[GIVEN EXERCISE] Extract every one of the following items and reproduce each line verbatim, in its original order. Omit the pictures from the output.

[Pointing entries for named objects]
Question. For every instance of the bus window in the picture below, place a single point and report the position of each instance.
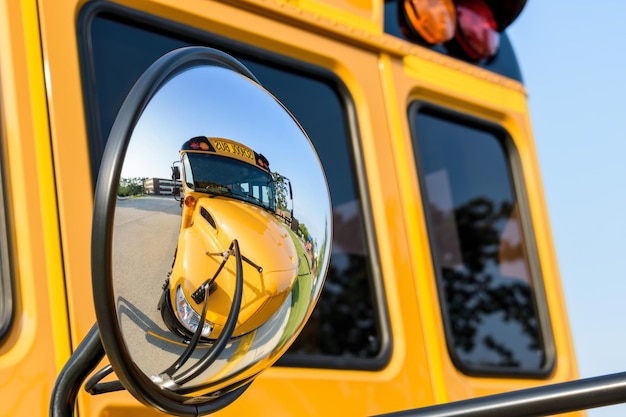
(481, 254)
(338, 335)
(6, 287)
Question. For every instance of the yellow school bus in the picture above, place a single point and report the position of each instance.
(404, 125)
(228, 194)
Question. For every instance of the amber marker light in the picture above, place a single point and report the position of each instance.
(432, 20)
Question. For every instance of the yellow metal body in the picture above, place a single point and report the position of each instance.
(199, 256)
(47, 177)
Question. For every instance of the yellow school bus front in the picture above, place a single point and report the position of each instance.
(443, 283)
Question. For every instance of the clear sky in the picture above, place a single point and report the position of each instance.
(572, 58)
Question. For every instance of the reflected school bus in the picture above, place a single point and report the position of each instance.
(228, 193)
(443, 283)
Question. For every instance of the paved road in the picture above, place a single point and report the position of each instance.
(144, 239)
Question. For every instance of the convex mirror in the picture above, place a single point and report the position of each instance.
(211, 233)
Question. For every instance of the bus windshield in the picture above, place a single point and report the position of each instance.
(219, 175)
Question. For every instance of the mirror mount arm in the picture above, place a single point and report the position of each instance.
(80, 364)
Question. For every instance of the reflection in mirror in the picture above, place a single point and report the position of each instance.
(221, 234)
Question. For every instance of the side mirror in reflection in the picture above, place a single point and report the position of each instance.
(194, 299)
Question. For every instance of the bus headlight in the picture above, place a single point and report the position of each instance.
(188, 316)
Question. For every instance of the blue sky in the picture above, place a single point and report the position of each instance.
(574, 67)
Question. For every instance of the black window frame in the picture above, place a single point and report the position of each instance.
(514, 165)
(175, 29)
(7, 289)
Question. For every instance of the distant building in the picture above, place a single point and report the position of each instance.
(161, 186)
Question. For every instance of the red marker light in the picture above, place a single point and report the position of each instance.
(190, 201)
(432, 20)
(477, 33)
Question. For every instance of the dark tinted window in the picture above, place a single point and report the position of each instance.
(6, 287)
(480, 250)
(346, 321)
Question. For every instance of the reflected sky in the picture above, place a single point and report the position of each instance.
(207, 101)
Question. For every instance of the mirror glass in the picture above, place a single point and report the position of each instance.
(219, 183)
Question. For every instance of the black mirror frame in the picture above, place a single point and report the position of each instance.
(131, 377)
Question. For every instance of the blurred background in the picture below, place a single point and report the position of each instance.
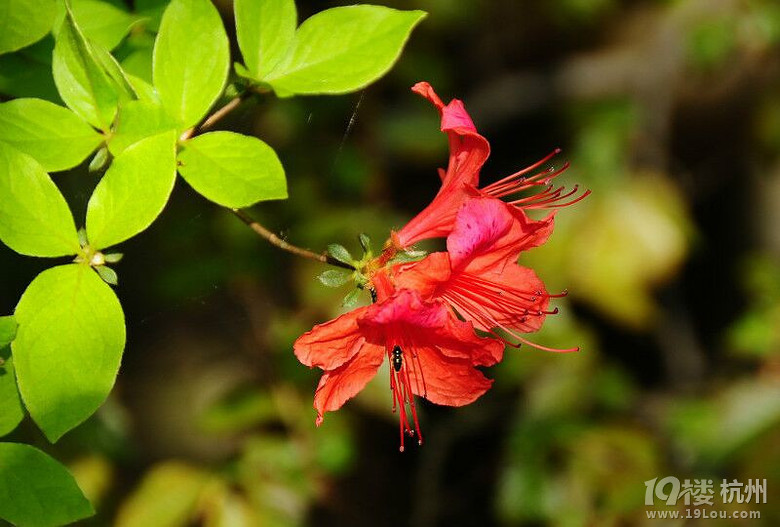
(669, 111)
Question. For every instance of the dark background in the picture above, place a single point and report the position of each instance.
(669, 111)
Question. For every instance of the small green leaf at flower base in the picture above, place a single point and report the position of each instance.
(100, 160)
(133, 192)
(365, 242)
(23, 22)
(34, 218)
(340, 253)
(343, 49)
(191, 59)
(11, 411)
(68, 346)
(55, 136)
(334, 278)
(83, 84)
(108, 275)
(351, 299)
(232, 170)
(37, 490)
(265, 32)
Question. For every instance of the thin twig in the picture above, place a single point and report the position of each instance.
(272, 238)
(215, 117)
(275, 240)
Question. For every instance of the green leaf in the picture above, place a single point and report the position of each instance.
(101, 22)
(23, 22)
(121, 80)
(343, 49)
(68, 347)
(167, 495)
(231, 169)
(100, 160)
(137, 120)
(133, 192)
(108, 275)
(191, 59)
(334, 278)
(83, 84)
(7, 331)
(265, 32)
(351, 299)
(56, 137)
(11, 409)
(34, 218)
(23, 76)
(36, 490)
(340, 253)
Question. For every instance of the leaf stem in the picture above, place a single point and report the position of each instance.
(215, 117)
(273, 239)
(269, 236)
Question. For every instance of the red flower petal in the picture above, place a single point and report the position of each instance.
(446, 380)
(488, 233)
(331, 344)
(341, 384)
(468, 152)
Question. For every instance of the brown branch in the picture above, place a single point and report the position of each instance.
(215, 117)
(272, 238)
(278, 242)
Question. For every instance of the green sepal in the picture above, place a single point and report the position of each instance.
(340, 253)
(352, 298)
(334, 278)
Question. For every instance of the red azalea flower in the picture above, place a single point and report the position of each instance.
(478, 275)
(468, 152)
(432, 354)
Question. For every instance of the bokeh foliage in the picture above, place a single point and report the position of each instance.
(668, 110)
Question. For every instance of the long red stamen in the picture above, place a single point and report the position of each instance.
(403, 393)
(526, 169)
(476, 298)
(549, 198)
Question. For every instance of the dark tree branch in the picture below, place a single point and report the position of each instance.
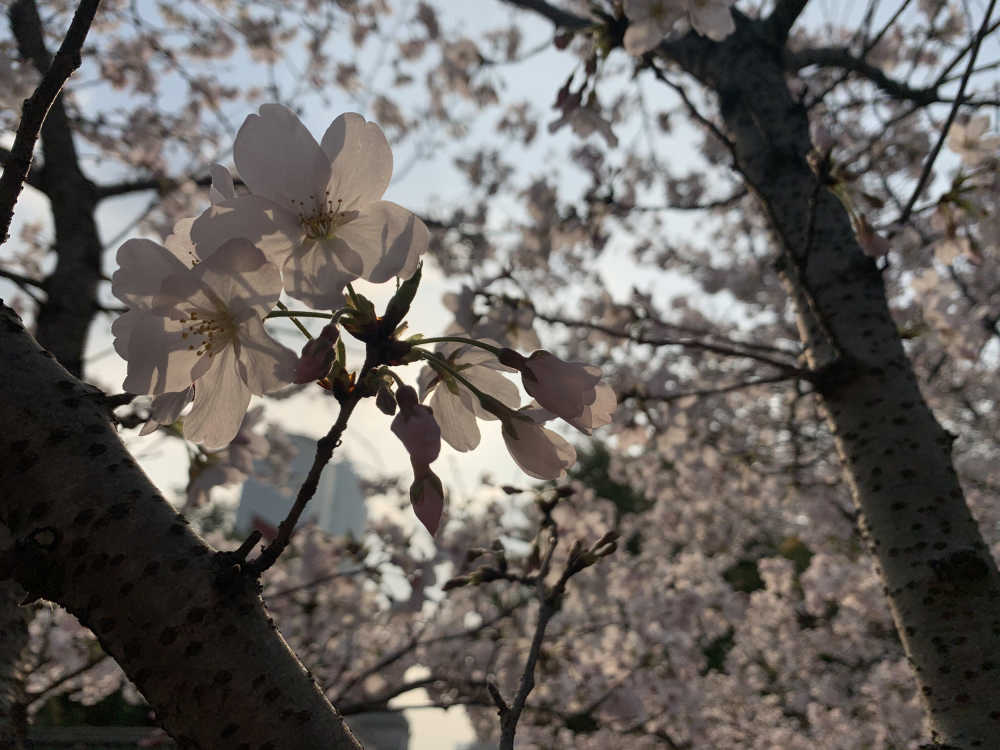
(702, 392)
(63, 320)
(56, 72)
(560, 18)
(842, 58)
(34, 176)
(783, 17)
(925, 173)
(324, 452)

[RESPONSE FOR THIS EXERCISE]
Question. For every instance of the bus window in the picture below, place a single point and report the position of each instance.
(481, 254)
(338, 335)
(6, 287)
Question. For every instance of the yellow school bus in the picture above, place a single point and report the position of each instance.
(404, 125)
(228, 194)
Question. For every instance of the amber marker light in the picture above, place a single point and report the position of each instance.
(432, 20)
Question. For every instance of the yellow metal body in the picture above, place a single point and report the position of each instance.
(199, 256)
(47, 177)
Question. For every instance of the yellow school bus front in the picture above, place a single point and report the position of each instance.
(443, 283)
Question. For every instance of the clear sky in the picture above, place a single point and report the position of each instance.
(572, 58)
Question. For every instance of the reflected school bus in the picture above, place a single point and report the position of each instance.
(228, 193)
(443, 283)
Question. For every instance of the paved road in the picture above, place a single point and report the position of each instance.
(144, 239)
Question. For every instance of the convex mirror in the picture above, place a single point and report the position of each instance.
(211, 233)
Question. For every instance of the bus windshield in the picture above, place a single point and report the position of each instance.
(219, 175)
Question. For every instance of the mirror mount arm in the picture above, place a single point and report the position of each instance.
(80, 364)
Question. For every instance of the reflection in mirror in the picture above, place a single point and report the position of each instance.
(221, 234)
Question. For every instance of the side mirror in reflection in the picture above, place a single point and report the position of each instance.
(194, 299)
Question. For every instance of the bus headlight in the picture above, place a single point and report the position of each instance.
(188, 316)
Question. For every instance of the blue sky in the picture above, place a single point and report the position of each instance.
(574, 67)
Question. For every instance of the black window frame in the picture above, place a single point and report the position of each instance.
(514, 165)
(175, 29)
(7, 289)
Question. For every instance of the distant building in the picture above, place a single point and report the position of each instance.
(161, 186)
Question. For every instance of the red marker light in the picture above, place a single point and report the position of each instance.
(190, 201)
(432, 20)
(477, 33)
Question. For every instance of the dark tinted window in the picture above, place a single point and report the position of each instance.
(6, 287)
(480, 250)
(346, 321)
Question. For every instance of the reflected sky in the picture above, place a single point and report the position of each instance.
(207, 101)
Question. For every instance of the mirror glass in the picture above, place a single point and report the position of each instance.
(219, 183)
Question. For every instance of the black mirror frame in the picture above, place a single point and report the position of each instance.
(131, 377)
Question. For every instance of the blurred background in the picture below, place a single point and report the position of each instance.
(669, 111)
Question. For every instance of the dark background in the picture above, place a single point and report the position of each instance.
(669, 111)
Question. For every instance of the small green leaf at flower base in the picture above, place a single point and report the position of each instance.
(100, 160)
(133, 192)
(365, 242)
(23, 22)
(34, 218)
(340, 253)
(343, 49)
(191, 59)
(11, 411)
(68, 346)
(55, 136)
(334, 278)
(83, 84)
(108, 275)
(351, 299)
(232, 170)
(37, 490)
(265, 32)
Question. For every instance of the thin twig in the picture above, place a single point and report the position of each instance.
(272, 238)
(215, 117)
(275, 240)
Question. For every instance of the green leaf in the picture above, place a single point and report the position of each instance.
(101, 22)
(23, 22)
(121, 80)
(343, 49)
(68, 347)
(167, 495)
(231, 169)
(100, 160)
(137, 120)
(133, 192)
(108, 275)
(191, 59)
(334, 278)
(83, 84)
(7, 331)
(265, 32)
(351, 299)
(56, 137)
(11, 409)
(34, 218)
(23, 76)
(36, 490)
(340, 253)
Question. For every instance of the leaf stem in the picture above, place a single point and report the position of each instance.
(215, 117)
(273, 239)
(269, 236)
Question. For every instance of the red flower petal in the picture above, place a single point and report the position of each instance.
(446, 380)
(488, 233)
(331, 344)
(341, 384)
(468, 152)
Question. For every instance of the brown branch in the picture above, place a single point and report the position of each instance.
(215, 117)
(272, 238)
(278, 242)
Question. For every instance of the green sepal in the picture above, place a single point and report the position of each instance.
(340, 253)
(352, 298)
(334, 278)
Question. For every instance of the red azalea flower in the picture above, place a single point and report the position of each instance.
(478, 275)
(468, 152)
(432, 354)
Question. For every instance of the bokeh foliage in the picture above, place a single point and report the position of each instance.
(668, 110)
Question. For every instance of the long red stamen in the picture above, place a single point and report the position of each instance.
(403, 393)
(526, 169)
(476, 298)
(549, 198)
Question. For every instance of the dark tree branch in the picture below, place a single point and report the position of each instance.
(702, 392)
(63, 320)
(56, 72)
(560, 18)
(842, 58)
(34, 176)
(783, 17)
(925, 173)
(324, 452)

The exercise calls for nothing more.